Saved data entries
***
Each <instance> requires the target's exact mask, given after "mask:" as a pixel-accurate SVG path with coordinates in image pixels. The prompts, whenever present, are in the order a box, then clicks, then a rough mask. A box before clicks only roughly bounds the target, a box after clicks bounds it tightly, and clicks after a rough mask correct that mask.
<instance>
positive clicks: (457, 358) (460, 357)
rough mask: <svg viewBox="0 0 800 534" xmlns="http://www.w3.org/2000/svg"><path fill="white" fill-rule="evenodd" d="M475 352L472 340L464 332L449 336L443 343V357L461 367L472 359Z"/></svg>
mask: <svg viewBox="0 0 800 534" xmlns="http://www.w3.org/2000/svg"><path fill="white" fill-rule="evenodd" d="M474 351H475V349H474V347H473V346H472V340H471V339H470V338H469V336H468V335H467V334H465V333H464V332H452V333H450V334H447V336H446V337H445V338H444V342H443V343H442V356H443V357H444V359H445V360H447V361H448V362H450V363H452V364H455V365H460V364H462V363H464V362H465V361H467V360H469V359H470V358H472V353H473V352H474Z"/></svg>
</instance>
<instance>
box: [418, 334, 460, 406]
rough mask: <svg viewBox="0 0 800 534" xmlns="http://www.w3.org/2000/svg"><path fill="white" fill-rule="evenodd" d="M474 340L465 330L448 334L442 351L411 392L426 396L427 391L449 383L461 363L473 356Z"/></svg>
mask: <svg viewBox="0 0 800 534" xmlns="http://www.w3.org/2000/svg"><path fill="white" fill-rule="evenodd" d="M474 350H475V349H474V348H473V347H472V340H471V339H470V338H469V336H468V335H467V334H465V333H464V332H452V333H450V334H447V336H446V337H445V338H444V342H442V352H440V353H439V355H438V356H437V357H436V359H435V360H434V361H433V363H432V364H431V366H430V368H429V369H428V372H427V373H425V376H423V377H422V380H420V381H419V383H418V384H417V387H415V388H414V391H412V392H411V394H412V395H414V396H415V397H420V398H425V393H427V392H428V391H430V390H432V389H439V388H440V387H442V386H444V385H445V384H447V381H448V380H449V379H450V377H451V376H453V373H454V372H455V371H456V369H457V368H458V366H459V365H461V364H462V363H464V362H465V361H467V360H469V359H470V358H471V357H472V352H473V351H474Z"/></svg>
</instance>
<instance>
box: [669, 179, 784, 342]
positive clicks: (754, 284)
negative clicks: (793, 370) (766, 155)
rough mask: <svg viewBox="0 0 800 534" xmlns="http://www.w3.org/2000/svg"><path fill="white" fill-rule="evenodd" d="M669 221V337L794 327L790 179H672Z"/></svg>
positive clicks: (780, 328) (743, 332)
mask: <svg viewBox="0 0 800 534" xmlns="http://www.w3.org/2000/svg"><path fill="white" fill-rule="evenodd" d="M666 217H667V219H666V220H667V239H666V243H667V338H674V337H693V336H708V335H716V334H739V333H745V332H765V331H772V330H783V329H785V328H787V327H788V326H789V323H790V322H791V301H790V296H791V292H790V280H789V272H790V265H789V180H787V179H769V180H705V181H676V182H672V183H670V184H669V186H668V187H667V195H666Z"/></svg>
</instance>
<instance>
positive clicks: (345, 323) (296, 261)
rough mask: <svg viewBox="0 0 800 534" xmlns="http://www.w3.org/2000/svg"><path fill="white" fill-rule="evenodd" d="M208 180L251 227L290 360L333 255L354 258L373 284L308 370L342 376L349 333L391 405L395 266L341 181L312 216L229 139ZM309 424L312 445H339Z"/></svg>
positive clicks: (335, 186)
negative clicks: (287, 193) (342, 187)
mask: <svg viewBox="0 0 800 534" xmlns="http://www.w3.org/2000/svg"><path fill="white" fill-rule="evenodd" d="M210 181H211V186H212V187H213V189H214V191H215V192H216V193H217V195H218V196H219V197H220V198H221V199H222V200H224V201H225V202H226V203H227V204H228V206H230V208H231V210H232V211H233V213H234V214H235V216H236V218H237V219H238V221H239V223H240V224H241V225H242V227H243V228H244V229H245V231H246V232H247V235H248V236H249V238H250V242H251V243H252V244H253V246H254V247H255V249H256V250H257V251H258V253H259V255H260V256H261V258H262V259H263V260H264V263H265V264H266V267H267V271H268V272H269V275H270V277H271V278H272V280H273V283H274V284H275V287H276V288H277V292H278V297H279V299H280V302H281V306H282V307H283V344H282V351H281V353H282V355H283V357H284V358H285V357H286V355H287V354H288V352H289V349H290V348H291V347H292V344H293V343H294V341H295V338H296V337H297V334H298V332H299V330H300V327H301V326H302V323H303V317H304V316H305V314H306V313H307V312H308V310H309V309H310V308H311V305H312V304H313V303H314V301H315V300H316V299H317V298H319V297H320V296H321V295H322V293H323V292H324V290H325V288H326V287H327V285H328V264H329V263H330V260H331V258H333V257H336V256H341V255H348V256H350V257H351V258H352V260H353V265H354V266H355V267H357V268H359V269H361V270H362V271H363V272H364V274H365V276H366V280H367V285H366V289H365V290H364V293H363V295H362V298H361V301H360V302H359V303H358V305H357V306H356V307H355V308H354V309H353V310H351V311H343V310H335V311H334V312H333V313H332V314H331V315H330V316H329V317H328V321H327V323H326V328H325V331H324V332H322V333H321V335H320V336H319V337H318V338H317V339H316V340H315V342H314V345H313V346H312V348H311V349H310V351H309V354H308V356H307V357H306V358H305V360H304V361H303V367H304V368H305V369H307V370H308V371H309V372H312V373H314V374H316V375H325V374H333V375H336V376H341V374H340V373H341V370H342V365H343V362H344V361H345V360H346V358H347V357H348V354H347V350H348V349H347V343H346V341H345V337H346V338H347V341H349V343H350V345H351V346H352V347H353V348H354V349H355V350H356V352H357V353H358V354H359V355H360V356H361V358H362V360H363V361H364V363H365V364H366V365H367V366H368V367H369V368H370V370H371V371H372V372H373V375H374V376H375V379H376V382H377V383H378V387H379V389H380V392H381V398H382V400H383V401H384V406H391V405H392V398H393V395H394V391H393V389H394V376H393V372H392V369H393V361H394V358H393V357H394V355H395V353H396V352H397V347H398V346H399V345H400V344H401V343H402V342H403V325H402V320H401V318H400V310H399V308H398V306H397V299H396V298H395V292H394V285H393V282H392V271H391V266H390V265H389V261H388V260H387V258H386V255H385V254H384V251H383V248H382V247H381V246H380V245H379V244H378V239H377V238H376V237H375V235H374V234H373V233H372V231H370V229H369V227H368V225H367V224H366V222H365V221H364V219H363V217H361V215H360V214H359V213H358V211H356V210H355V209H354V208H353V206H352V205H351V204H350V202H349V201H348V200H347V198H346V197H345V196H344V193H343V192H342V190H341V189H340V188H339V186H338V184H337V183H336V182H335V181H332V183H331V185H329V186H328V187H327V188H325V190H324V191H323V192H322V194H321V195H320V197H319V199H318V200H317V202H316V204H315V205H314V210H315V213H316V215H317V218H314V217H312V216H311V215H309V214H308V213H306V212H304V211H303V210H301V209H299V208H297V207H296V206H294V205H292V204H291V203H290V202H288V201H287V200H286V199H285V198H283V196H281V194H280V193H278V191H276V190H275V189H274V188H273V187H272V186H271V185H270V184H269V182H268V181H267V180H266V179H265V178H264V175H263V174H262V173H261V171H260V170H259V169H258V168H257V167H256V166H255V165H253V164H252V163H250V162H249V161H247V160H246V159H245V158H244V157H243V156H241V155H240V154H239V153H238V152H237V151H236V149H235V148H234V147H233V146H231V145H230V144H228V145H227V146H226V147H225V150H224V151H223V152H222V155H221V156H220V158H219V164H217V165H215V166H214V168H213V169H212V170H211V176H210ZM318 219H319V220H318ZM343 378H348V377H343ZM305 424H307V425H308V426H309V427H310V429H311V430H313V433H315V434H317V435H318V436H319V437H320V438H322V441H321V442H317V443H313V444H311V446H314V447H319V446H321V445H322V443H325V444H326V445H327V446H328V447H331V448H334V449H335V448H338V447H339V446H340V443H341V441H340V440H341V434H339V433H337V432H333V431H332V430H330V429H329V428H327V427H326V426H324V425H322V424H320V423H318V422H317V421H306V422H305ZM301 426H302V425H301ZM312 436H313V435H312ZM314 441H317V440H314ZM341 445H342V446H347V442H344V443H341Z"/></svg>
***
#### [TASK TO CARRY OUT]
Pull out every line of the data above that contains the string "clicks", matching case exactly, and list those lines.

#### [SOLUTION TO THE PROBLEM]
Each <instance> requires the target's exact mask, given after "mask:" as a pixel-accurate SVG path with coordinates in image pixels. The prompts, whenever present, are in the order a box, then clicks, then a rough mask. A box before clicks only roughly bounds the target, a box after clicks bounds it tightly, and clicks after a rough mask correct that mask.
positive clicks: (457, 358) (460, 357)
positive clicks: (754, 284)
negative clicks: (793, 370) (766, 155)
positive clicks: (780, 328) (743, 332)
positive clicks: (345, 323) (296, 261)
positive clicks: (335, 186)
negative clicks: (287, 193) (342, 187)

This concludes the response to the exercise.